[start of RAW RECORDS]

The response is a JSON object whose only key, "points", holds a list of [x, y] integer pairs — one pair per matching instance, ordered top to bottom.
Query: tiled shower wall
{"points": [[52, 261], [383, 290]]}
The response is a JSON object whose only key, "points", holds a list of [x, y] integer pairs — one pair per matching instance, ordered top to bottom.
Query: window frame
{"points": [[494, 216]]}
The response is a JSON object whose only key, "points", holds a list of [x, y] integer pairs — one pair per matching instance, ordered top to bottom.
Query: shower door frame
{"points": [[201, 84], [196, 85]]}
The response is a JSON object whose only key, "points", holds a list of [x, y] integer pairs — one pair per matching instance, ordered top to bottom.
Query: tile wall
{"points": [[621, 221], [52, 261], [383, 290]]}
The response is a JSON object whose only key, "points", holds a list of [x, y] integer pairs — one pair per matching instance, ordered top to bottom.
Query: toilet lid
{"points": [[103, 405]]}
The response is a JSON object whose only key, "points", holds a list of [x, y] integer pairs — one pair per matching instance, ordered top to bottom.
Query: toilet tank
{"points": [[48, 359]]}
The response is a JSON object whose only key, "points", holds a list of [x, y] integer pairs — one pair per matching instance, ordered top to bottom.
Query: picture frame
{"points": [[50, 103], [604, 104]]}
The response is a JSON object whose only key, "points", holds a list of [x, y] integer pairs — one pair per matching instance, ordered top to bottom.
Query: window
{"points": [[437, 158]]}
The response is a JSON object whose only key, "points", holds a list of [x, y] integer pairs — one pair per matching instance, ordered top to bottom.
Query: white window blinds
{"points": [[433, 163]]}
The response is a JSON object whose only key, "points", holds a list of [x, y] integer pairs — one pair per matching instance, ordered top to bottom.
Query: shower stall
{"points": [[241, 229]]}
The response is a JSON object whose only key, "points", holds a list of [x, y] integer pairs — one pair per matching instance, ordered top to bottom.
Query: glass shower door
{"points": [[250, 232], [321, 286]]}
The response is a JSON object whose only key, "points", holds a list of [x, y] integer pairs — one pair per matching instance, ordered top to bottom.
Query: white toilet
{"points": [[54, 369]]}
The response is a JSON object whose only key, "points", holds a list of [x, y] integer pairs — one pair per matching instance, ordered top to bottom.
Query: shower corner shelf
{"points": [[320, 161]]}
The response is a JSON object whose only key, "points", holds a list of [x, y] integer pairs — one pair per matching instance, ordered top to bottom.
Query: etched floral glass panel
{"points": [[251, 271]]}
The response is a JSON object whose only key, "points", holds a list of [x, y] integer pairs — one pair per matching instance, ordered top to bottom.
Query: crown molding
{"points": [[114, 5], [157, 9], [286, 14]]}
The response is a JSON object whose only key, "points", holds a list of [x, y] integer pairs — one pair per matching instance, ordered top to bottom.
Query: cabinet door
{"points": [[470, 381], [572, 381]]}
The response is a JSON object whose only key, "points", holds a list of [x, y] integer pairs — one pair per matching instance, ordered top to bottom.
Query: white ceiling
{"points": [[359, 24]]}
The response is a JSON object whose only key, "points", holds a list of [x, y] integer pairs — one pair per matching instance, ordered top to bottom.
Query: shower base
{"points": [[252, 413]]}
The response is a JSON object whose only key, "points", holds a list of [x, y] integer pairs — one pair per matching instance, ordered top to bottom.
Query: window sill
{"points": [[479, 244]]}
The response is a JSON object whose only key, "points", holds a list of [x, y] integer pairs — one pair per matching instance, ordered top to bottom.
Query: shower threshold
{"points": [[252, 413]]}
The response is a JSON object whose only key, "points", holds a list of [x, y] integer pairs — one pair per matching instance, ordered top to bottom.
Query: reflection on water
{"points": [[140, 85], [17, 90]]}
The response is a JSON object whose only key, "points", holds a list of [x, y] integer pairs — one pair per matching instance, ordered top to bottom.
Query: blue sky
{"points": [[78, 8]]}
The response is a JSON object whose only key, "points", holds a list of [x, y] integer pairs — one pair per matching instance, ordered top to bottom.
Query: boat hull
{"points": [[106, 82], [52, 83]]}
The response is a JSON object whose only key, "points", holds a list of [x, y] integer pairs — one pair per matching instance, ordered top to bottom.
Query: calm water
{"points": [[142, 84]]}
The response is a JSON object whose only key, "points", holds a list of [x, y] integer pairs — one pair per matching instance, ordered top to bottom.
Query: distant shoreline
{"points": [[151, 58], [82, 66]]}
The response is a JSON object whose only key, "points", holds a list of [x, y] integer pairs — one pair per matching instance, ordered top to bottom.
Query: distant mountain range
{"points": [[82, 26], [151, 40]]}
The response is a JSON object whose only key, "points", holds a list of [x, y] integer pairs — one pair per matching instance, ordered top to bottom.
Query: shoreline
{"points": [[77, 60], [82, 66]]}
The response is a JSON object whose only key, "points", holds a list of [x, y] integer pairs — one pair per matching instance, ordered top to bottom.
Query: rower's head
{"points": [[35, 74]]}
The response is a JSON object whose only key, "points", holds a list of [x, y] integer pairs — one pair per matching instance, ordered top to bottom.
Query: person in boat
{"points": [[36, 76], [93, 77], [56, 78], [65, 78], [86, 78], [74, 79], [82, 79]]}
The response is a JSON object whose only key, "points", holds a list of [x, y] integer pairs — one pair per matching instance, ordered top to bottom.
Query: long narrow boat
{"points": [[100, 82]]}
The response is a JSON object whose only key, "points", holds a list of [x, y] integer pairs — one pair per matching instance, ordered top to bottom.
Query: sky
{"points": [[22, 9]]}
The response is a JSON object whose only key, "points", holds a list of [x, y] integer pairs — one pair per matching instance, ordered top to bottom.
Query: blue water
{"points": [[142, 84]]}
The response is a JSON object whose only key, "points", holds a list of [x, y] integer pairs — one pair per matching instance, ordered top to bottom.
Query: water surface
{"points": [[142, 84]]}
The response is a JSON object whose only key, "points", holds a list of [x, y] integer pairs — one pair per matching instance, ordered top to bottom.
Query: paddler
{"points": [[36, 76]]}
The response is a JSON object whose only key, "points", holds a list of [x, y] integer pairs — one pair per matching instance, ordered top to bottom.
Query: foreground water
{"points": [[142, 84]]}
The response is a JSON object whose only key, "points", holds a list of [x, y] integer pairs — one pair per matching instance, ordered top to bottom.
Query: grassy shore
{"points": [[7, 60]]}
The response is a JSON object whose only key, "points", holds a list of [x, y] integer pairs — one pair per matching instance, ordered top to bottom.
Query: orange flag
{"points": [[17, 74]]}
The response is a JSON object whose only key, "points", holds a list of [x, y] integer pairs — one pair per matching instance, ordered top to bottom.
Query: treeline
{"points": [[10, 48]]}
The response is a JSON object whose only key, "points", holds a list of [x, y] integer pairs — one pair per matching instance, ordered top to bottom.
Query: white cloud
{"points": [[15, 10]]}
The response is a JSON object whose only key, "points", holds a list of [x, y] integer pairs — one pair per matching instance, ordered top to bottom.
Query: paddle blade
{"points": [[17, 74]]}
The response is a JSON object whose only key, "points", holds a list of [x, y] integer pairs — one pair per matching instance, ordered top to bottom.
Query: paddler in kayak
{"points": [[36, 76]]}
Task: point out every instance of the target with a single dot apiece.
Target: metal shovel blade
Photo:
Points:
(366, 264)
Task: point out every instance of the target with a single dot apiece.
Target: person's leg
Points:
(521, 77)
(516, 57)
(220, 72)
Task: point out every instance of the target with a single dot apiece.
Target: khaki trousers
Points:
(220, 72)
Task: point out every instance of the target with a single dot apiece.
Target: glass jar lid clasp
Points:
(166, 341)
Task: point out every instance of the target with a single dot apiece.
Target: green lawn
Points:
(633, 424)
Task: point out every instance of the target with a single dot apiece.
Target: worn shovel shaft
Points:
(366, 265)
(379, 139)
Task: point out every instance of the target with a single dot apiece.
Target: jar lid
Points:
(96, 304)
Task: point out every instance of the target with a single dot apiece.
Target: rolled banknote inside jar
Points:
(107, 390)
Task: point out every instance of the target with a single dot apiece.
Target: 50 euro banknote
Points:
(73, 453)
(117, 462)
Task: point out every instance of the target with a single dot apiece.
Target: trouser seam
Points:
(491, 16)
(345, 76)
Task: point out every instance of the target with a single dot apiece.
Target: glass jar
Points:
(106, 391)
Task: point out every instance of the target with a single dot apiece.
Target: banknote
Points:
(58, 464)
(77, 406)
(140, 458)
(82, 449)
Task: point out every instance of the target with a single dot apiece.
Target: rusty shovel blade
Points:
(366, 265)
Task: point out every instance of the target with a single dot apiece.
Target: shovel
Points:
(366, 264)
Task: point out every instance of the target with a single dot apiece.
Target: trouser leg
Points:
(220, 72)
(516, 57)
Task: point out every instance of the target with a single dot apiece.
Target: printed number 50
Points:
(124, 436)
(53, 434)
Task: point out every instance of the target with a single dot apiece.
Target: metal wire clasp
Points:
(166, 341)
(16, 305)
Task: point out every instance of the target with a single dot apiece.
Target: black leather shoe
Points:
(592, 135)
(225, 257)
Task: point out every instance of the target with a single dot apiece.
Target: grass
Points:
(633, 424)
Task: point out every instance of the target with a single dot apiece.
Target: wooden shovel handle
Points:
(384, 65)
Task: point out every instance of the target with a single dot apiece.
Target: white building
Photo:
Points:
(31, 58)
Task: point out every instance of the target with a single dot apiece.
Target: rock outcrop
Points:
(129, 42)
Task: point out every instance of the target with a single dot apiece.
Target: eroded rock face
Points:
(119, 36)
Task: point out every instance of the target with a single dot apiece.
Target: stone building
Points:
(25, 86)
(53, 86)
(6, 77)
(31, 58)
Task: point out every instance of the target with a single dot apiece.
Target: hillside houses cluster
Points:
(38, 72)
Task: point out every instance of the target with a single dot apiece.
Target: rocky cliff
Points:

[end of RAW RECORDS]

▸ TASK DESCRIPTION
Gather every line from the items above that contains the string "person", and copy each one unchanged.

▸ IN RESPONSE
Query: person in boat
Target: person's leg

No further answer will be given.